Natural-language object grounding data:
------------------------

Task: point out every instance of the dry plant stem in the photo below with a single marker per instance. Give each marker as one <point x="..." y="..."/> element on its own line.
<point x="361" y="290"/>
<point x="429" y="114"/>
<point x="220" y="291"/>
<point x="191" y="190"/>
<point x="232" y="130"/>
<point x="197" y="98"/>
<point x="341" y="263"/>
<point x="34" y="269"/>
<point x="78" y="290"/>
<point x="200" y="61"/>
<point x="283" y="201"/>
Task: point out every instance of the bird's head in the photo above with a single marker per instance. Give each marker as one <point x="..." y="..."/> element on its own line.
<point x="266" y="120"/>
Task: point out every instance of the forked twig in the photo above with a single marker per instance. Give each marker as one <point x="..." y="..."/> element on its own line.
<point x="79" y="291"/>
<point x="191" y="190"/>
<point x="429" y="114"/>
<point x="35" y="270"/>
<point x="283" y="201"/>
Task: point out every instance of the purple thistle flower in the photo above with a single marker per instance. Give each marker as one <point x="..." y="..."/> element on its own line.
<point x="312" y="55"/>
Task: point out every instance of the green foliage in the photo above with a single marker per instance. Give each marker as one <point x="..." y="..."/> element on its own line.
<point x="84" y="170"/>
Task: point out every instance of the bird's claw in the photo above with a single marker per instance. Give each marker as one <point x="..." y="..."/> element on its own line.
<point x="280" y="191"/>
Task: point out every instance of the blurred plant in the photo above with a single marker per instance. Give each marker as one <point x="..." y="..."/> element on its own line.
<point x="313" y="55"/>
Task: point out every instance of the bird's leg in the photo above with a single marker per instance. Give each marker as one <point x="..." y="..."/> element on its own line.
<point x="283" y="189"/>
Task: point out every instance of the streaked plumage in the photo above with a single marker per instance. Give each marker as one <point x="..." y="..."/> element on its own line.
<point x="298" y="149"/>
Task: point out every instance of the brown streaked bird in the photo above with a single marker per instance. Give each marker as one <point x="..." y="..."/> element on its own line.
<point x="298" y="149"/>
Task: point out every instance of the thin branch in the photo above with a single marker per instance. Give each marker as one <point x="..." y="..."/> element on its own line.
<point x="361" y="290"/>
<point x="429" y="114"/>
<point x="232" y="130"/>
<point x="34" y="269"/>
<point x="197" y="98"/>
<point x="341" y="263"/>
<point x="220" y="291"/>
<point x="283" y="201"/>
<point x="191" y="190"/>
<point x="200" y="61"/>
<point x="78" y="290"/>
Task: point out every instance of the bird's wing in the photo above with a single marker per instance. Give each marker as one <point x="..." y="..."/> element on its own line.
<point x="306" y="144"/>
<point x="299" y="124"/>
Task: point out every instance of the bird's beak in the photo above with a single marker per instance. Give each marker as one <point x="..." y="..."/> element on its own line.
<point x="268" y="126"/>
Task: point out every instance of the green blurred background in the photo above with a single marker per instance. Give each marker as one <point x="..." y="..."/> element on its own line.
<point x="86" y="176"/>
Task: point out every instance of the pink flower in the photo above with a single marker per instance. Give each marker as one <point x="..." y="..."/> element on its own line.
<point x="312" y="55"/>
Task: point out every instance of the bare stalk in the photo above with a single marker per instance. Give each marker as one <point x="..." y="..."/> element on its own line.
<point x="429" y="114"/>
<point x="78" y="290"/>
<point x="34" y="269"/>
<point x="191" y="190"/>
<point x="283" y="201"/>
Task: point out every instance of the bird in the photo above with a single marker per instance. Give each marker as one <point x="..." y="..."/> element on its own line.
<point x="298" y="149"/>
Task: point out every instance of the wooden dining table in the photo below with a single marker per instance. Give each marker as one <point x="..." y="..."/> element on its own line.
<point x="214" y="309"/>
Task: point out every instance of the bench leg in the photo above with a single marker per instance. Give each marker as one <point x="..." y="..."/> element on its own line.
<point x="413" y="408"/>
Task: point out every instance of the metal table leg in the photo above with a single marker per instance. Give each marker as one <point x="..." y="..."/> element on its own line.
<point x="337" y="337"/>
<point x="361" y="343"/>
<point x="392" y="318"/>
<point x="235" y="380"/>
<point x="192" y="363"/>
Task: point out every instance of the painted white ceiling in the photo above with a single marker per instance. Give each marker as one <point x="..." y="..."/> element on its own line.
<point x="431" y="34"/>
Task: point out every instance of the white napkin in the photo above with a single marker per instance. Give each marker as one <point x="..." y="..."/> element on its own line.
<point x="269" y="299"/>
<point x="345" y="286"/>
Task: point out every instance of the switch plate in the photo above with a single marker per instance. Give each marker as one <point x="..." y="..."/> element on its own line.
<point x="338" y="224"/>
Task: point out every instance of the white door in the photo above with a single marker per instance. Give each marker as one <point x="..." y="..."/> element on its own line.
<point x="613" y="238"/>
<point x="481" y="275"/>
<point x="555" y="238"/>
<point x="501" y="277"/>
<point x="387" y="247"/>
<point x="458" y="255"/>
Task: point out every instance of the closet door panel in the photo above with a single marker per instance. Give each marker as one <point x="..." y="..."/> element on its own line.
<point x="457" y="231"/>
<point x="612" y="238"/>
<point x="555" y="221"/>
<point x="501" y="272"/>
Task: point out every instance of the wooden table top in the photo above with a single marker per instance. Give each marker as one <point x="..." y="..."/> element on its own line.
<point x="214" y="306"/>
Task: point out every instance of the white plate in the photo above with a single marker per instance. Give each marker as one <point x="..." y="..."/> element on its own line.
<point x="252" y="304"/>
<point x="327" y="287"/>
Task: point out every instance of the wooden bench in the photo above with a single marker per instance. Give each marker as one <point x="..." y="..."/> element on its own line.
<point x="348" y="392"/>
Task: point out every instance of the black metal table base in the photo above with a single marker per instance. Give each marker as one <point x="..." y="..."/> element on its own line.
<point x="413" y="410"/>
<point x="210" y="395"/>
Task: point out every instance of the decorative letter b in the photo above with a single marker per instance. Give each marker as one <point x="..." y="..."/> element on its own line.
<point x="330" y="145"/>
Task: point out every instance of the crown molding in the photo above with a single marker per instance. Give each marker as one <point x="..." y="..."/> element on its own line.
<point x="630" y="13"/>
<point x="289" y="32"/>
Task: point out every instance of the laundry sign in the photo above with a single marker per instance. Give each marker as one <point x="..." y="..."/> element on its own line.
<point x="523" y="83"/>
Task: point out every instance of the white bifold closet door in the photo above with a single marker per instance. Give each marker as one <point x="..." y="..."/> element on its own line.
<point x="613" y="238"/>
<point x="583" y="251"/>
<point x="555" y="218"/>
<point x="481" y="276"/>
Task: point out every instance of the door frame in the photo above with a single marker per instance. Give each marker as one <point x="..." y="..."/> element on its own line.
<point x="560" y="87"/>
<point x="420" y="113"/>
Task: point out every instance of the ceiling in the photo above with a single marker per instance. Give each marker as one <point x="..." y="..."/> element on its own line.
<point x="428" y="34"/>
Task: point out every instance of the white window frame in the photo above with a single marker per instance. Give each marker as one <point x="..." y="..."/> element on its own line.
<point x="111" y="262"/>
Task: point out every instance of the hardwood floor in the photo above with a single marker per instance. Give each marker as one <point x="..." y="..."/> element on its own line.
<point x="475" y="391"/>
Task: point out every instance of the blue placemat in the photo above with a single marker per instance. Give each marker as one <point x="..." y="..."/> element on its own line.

------------------------

**Brief**
The answer is the full data, repeated exactly as shown.

**Answer section**
Task: point out every instance of the dry plant stem in the photo below with a single marker per instance. Give each marker as one <point x="..." y="..."/> element on its own line.
<point x="361" y="290"/>
<point x="429" y="114"/>
<point x="220" y="291"/>
<point x="191" y="190"/>
<point x="232" y="130"/>
<point x="197" y="98"/>
<point x="341" y="263"/>
<point x="34" y="269"/>
<point x="78" y="290"/>
<point x="200" y="61"/>
<point x="283" y="201"/>
Task: point out every instance of the bird's head in the photo above with a single marker per instance. Give each marker as one <point x="..." y="..."/> element on its own line.
<point x="266" y="120"/>
Task: point out every instance of the forked twig in the photo above with a single marker per instance. Give each marker as one <point x="..." y="..."/> element on its own line.
<point x="79" y="291"/>
<point x="191" y="190"/>
<point x="429" y="114"/>
<point x="35" y="270"/>
<point x="283" y="201"/>
Task: point out every instance of the purple thistle flower in the photo above with a single marker per instance. Give each marker as one <point x="..." y="..."/> element on its own line.
<point x="312" y="55"/>
Task: point out every instance of the green foliage in the photo above with a single marker per instance. Give each marker as one <point x="..." y="..."/> element on its own line.
<point x="84" y="170"/>
Task: point out every instance of the bird's claw in the photo above with a single marker per instance. Give each marker as one <point x="..." y="..."/> element on its own line.
<point x="280" y="191"/>
Task: point out every instance of the blurred plant in the photo above with a single marker per instance. Give each marker as one <point x="..." y="..."/> element on its own line.
<point x="313" y="55"/>
Task: point out every instance of the bird's leg in the photo above with a single marker per instance. Give each marker as one <point x="..." y="..."/> element on its own line.
<point x="283" y="189"/>
Task: point out every instance of the streaked plumage in the photo above with a single marker per instance. Give each marker as one <point x="..." y="..."/> element on its own line.
<point x="298" y="149"/>
Task: point out every instance of the brown streaked bird in the photo above with a single marker per instance. Give each marker as one <point x="..." y="..."/> element on its own line.
<point x="298" y="149"/>
Task: point out every instance of the thin branch in the photo above with a single marker per instance. Give each marker as one <point x="..." y="..."/> element on its own line.
<point x="361" y="290"/>
<point x="429" y="114"/>
<point x="232" y="130"/>
<point x="34" y="269"/>
<point x="197" y="98"/>
<point x="341" y="263"/>
<point x="220" y="291"/>
<point x="283" y="201"/>
<point x="191" y="190"/>
<point x="200" y="61"/>
<point x="78" y="290"/>
Task: point out every instance of the bird's wing in the photo above with a single marker per instance. Give each marker as one <point x="..." y="..."/> element on its own line.
<point x="306" y="144"/>
<point x="299" y="124"/>
Task: point out every instance of the bird's beak in the photo above with a single marker per instance. Give each marker as one <point x="..." y="..."/> element on its own line.
<point x="268" y="126"/>
Task: point out every instance of the green blurred background in the photo above with a single marker per instance. Give each marker as one <point x="..." y="..."/> element on its own line.
<point x="86" y="176"/>
Task: point out every instance of the pink flower in the photo above with a single marker per instance. Give each marker as one <point x="..." y="..."/> element on its own line.
<point x="312" y="55"/>
Task: point out every instance of the bare stalk in the photo above with a single marker per instance. Give each marker as one <point x="..." y="..."/> element on its own line.
<point x="429" y="114"/>
<point x="78" y="290"/>
<point x="34" y="269"/>
<point x="191" y="190"/>
<point x="283" y="201"/>
Task: point out every instance of the bird in the photo above with a single marker per instance. Give each marker as one <point x="..." y="..."/> element on its own line.
<point x="298" y="149"/>
Task: point out every instance of the wooden dining table in the photo below with a single marker per instance. Give each marker as one <point x="..." y="..."/> element on its own line.
<point x="214" y="309"/>
Task: point out every instance of the bench leg in the photo above with a single marker per instance. Give each marker as one <point x="..." y="..."/> element on its own line.
<point x="413" y="408"/>
Task: point out every instance of the metal table leg in the photo above with a single marker per instance. Give each marker as one <point x="..." y="..."/> element on its own line.
<point x="337" y="337"/>
<point x="361" y="343"/>
<point x="392" y="318"/>
<point x="235" y="380"/>
<point x="192" y="363"/>
Task: point out every instance of the painted white ceiling in the photo above with a single marker per instance. Give each marker as one <point x="..." y="..."/> element on its own line.
<point x="431" y="34"/>
Task: point out every instance of the white napkin in the photo above with a single marker per instance. Give each marker as one <point x="..." y="..."/> element on its own line.
<point x="269" y="299"/>
<point x="345" y="286"/>
Task: point out every instance of the switch plate in the photo above with a single marker per instance. Give each marker as one <point x="..." y="..."/> element on its own line.
<point x="338" y="224"/>
Task: point out every instance of the white door in the photo above with a single marker per instance. Give each marker as one <point x="..." y="..."/> element on its own line.
<point x="613" y="238"/>
<point x="481" y="275"/>
<point x="555" y="238"/>
<point x="501" y="277"/>
<point x="387" y="247"/>
<point x="458" y="255"/>
Task: point out every instance of the closet door panel in the photo above with a single marker per instance. Give each marker as one <point x="..." y="..."/> element on its own line.
<point x="457" y="231"/>
<point x="612" y="238"/>
<point x="555" y="221"/>
<point x="501" y="272"/>
Task: point out every instance of the wooden table top in the photo above with a single marker per instance. Give each marker as one <point x="..." y="..."/> element on its own line.
<point x="214" y="306"/>
Task: point out every instance of the white plate in the photo above with a single marker per instance. Give each marker as one <point x="..." y="..."/> element on its own line.
<point x="252" y="304"/>
<point x="327" y="287"/>
Task: point out every instance of the wooden bench in the photo above with a single marker per instance. Give each marker as one <point x="..." y="..."/> element on its own line.
<point x="348" y="392"/>
Task: point out every instance of the black metal table base in the photo above with a single marker per instance. Give each marker as one <point x="..." y="..."/> element on its own line.
<point x="413" y="410"/>
<point x="210" y="395"/>
Task: point out every instance of the decorative letter b in the photo above with a single marker per instance. Give each marker as one <point x="..." y="..."/> element on its own line.
<point x="330" y="145"/>
Task: point out every instance of the crown molding in the photo above with a single marker per instance. Give each marker as one <point x="..." y="..."/> element on its own line.
<point x="630" y="13"/>
<point x="289" y="32"/>
Task: point out every instance of the laundry sign in the photo above with a single marker per instance. Give each marker as one <point x="..." y="..."/> element on its own line.
<point x="523" y="83"/>
Task: point out every instance of the white bifold closet door in the photo above with a single marker per instance. Give each marker as one <point x="..." y="..."/> element on its own line.
<point x="613" y="238"/>
<point x="583" y="251"/>
<point x="555" y="218"/>
<point x="481" y="276"/>
Task: point out every instance of the door frame in the photo above with a single marker per instance. Give each marker as one <point x="..." y="..."/> element on its own line.
<point x="560" y="87"/>
<point x="420" y="113"/>
Task: point out every instance of the ceiling in the photo above with a single marker per instance. Give each marker as one <point x="..." y="..."/> element on its own line.
<point x="428" y="34"/>
Task: point out every instance of the white window frame in the photo above with a single marker per instance. Give each marker as one <point x="..." y="..."/> element on its own line.
<point x="111" y="262"/>
Task: point out every instance of the hardwood floor in the photo above with a single marker per instance. Give each marker as one <point x="..." y="..."/> element on its own line.
<point x="475" y="391"/>
Task: point out every instance of the blue placemat in the photo above with a single marker per instance. Give each marker as one <point x="..." y="..."/> element on its own line.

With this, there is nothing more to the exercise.